Provided text —
Default: box.NULL (the actual default value depends on the number of instances in a replica set)

Environment variable: TT_DATABASE_MODE

database.replicaset_uuid¶

A replica set UUID.

By default, replica set UUIDs are generated automatically. database.replicaset_uuid can be used to specify a replica set identifier manually.

See also: database.instance_uuid

Type: string

Default: box.NULL

Environment variable: TT_DATABASE_REPLICASET_UUID

database.txn_isolation¶

A transaction isolation level.

Type: string

Default: best-effort

Possible values: best-effort, read-committed, read-confirmed

Environment variable: TT_DATABASE_TXN_ISOLATION

database.txn_timeout¶

A timeout (in seconds) after which the transaction is rolled back.

See also: box.begin()

Type: number

Default: 3153600000 (~100 years)

Environment variable: TT_DATABASE_TXN_TIMEOUT

database.use_mvcc_engine¶

Whether the transactional manager is enabled.

Type: boolean

Default: false

Environment variable: TT_DATABASE_USE_MVCC_ENGINE

flightrec

The flightrec section describes options related to the flight recorder configuration.

• flightrec.enabled
• flightrec.logs_size
• flightrec.logs_max_msg_size
• flightrec.logs_log_level
• flightrec.metrics_period
• flightrec.metrics_interval
• flightrec.requests_size
• flightrec.requests_max_req_size
• flightrec.requests_max_res_size

flightrec.enabled¶

Enable the flight recorder.

Excerpted records —
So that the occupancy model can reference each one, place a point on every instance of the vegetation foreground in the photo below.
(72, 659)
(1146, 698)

...

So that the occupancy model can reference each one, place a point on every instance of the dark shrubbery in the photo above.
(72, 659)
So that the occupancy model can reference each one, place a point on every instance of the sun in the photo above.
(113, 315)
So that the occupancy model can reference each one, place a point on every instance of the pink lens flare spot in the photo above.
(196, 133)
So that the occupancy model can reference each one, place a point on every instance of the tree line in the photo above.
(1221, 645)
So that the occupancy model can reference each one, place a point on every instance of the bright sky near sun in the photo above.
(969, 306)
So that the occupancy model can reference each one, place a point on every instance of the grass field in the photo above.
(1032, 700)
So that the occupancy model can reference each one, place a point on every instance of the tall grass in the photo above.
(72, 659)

==

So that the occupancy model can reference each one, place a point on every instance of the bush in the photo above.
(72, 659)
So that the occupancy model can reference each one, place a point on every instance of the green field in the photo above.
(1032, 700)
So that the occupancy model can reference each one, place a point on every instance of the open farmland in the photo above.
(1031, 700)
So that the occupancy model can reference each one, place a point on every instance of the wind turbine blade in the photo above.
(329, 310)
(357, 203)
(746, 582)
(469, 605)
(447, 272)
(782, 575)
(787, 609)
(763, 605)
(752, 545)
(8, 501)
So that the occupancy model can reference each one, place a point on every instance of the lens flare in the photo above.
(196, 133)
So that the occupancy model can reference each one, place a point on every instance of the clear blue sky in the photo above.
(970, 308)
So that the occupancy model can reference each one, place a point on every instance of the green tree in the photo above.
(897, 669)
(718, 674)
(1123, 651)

Requirement —
Copy the configuration reference text, starting at "Type: number" and ending after "manager is enabled.", and substitute "transaction manager" for "transactional manager".

Expected output —
Type: number

Default: 3153600000 (~100 years)

Environment variable: TT_DATABASE_TXN_TIMEOUT

database.use_mvcc_engine¶

Whether the transaction manager is enabled.